======== Information given ========

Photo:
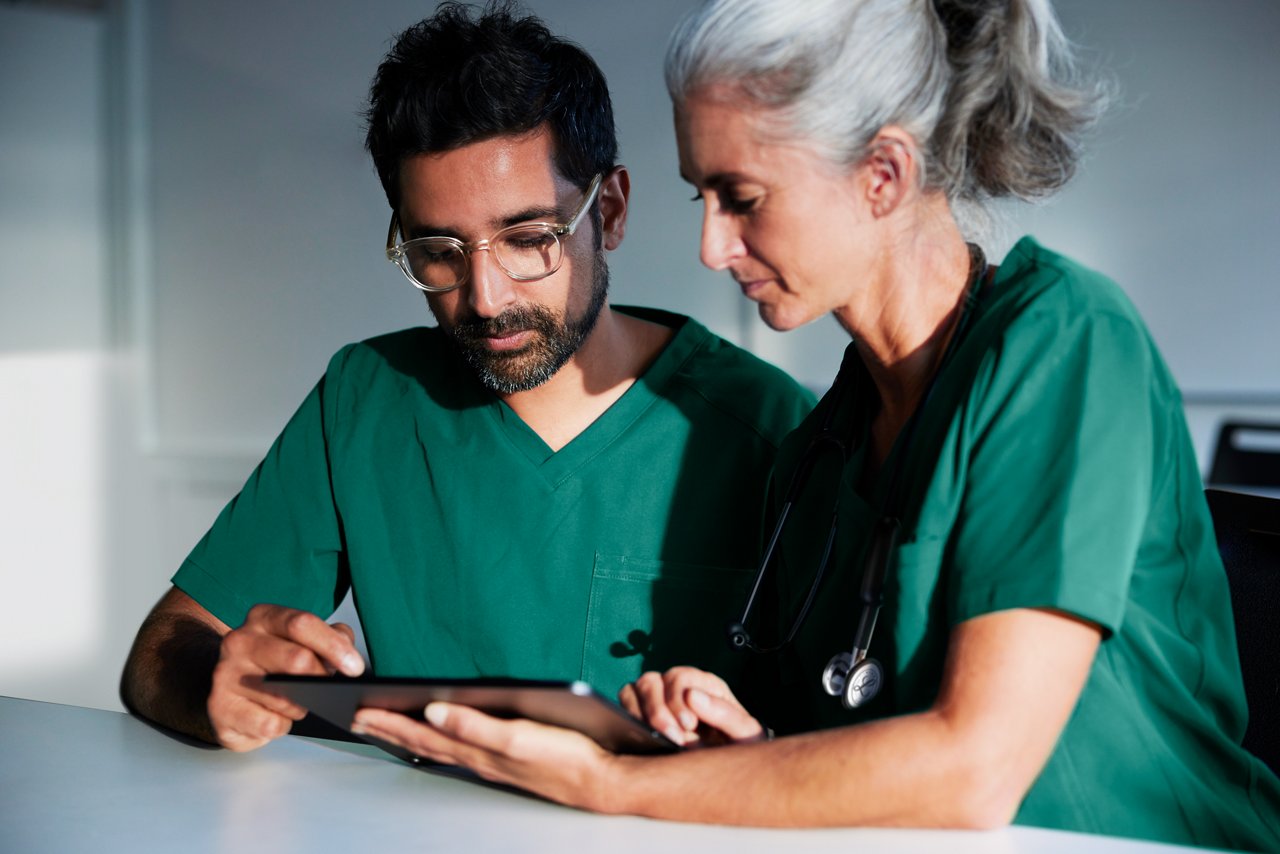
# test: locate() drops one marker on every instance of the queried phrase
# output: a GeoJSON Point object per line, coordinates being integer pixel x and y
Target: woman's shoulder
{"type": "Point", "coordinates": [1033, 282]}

========
======== Information given ========

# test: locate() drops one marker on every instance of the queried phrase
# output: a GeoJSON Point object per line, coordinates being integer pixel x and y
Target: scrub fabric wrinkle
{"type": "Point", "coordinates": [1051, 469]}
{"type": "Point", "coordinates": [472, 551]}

========

What you will do: List every line in the records above that contains the word "coordinates". Case counts.

Solution for this problem:
# output: a GeoJSON Point object per line, coordinates being integer pixel x and y
{"type": "Point", "coordinates": [1033, 282]}
# output: a GeoJSON Point object per line, coordinates being integer pixel x and y
{"type": "Point", "coordinates": [1051, 469]}
{"type": "Point", "coordinates": [472, 551]}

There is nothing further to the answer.